====== Source document

March 31, 2006

Mission trip takes students to
hurricane-ravaged Gulf Coast

By Sean Gallagher

Vacationing along the Gulf Coast over spring break has become an annual tradition for high school students.

During the first week in April, 110 high school students, teachers, youth ministers and campus ministers from in and around Indianapolis will make their own trek south in a trip sponsored by the archdiocesan Office of Youth and Young Adult Ministry.

Only they won’t be lying on a beach getting a tan. Instead, they’ll be working up a sweat doing relief work along the hurricane-ravaged Mississippi coast.

Seminarian John Hollowell, who is in his second year of formation at Saint Meinrad School of Theology at St. Meinrad, worked with the archdiocesan Office of Youth and Young Adult Ministry to develop the trip idea.

Hollowell initially thought about going down by himself to stay with his brother Tony, who teaches at Resurrection High School in Pascagoula, Miss., in the Biloxi Diocese.

“My original plan was to bring a couple of chainsaws and some work gloves and just kind of pitch in,” John Hollowell said. “[But] as I started to realize how extensive the devastation was, I thought of ways to try and get more hands down there, more people to help out.”

He has since worked with Father Jonathan Meyer, director of the Office of Youth and Young Adult Ministry, to expand the trip to include scores of youth from central Indiana.

The trip is being supported by a $25,000 grant from the Archdiocese of Indianapolis Hurricane Katrina Fund. The fund was created from second collections taken in parishes across the archdiocese, as well as other contributions received in the weeks following Hurricane Katrina.

In all, 90 students from 18 high schools in central Indiana will leave for Pascagoula on April 1. For a week, they will be sleeping and eating in Resurrection High School’s gymnasium.

Catholic high schools in the archdiocese sending students are Roncalli High School, Bishop Chatard High School, Cardinal Ritter Jr./Sr. High School, Brebeuf Jesuit Preparatory School and Cathedral High School, all in Indianapolis.

According to Father Meyer, from 8 a.m. to 4 p.m. each day, the youth and their adult chaperones will help the families who send their children to Resurrection prepare their homes, which were battered by Hurricane Katrina more than six months ago, to be either repaired or totally rebuilt.

============
====== Provided records

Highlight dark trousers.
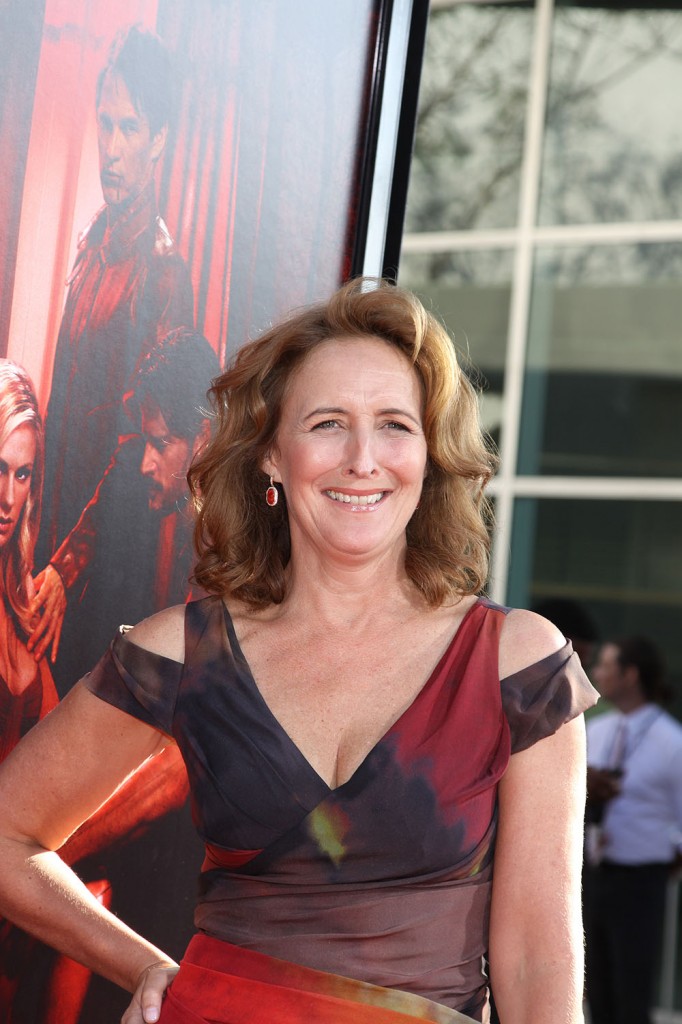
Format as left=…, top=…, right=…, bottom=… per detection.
left=584, top=863, right=670, bottom=1024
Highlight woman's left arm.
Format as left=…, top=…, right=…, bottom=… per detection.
left=489, top=612, right=586, bottom=1024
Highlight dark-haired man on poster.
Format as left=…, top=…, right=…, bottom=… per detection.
left=36, top=27, right=194, bottom=663
left=32, top=328, right=220, bottom=680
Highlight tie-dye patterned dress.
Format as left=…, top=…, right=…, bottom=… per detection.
left=86, top=597, right=595, bottom=1024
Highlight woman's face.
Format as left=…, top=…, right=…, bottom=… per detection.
left=0, top=423, right=36, bottom=548
left=263, top=337, right=427, bottom=563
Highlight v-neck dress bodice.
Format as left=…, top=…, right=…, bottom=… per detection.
left=86, top=598, right=595, bottom=1020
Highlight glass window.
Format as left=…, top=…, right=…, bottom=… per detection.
left=406, top=3, right=534, bottom=231
left=400, top=250, right=513, bottom=445
left=518, top=243, right=682, bottom=477
left=508, top=498, right=682, bottom=710
left=540, top=3, right=682, bottom=224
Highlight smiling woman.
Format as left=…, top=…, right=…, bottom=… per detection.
left=0, top=281, right=594, bottom=1024
left=0, top=359, right=57, bottom=760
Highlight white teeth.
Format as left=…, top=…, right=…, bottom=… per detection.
left=327, top=490, right=384, bottom=505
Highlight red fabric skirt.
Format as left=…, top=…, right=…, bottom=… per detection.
left=159, top=934, right=475, bottom=1024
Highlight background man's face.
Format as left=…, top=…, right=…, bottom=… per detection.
left=97, top=74, right=166, bottom=206
left=140, top=408, right=191, bottom=514
left=591, top=643, right=627, bottom=700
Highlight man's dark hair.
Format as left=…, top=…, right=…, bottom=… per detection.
left=612, top=636, right=671, bottom=702
left=96, top=25, right=176, bottom=138
left=124, top=327, right=220, bottom=441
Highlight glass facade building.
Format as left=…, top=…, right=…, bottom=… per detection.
left=399, top=0, right=682, bottom=1006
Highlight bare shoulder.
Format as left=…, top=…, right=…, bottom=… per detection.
left=500, top=608, right=566, bottom=679
left=126, top=604, right=185, bottom=662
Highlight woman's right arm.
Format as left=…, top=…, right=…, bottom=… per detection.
left=0, top=683, right=175, bottom=1003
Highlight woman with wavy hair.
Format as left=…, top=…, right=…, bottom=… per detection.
left=0, top=281, right=594, bottom=1024
left=0, top=358, right=57, bottom=759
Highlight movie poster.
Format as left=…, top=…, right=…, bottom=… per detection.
left=0, top=0, right=417, bottom=1024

============

### What is needed
Using the article about the mission trip, answer the following:
(a) What is the name of John Hollowell's brother, and at which school does he teach?
(b) How large is the grant supporting the trip, and which fund provides it?
(c) Where will the students sleep and eat during their week in Pascagoula?
Rely only on the article about the mission trip.

### Written answer
(a) His brother is Tony, who teaches at Resurrection High School in Pascagoula, Miss.
(b) The grant is $25,000 from the Archdiocese of Indianapolis Hurricane Katrina Fund.
(c) They will sleep and eat in Resurrection High School's gymnasium.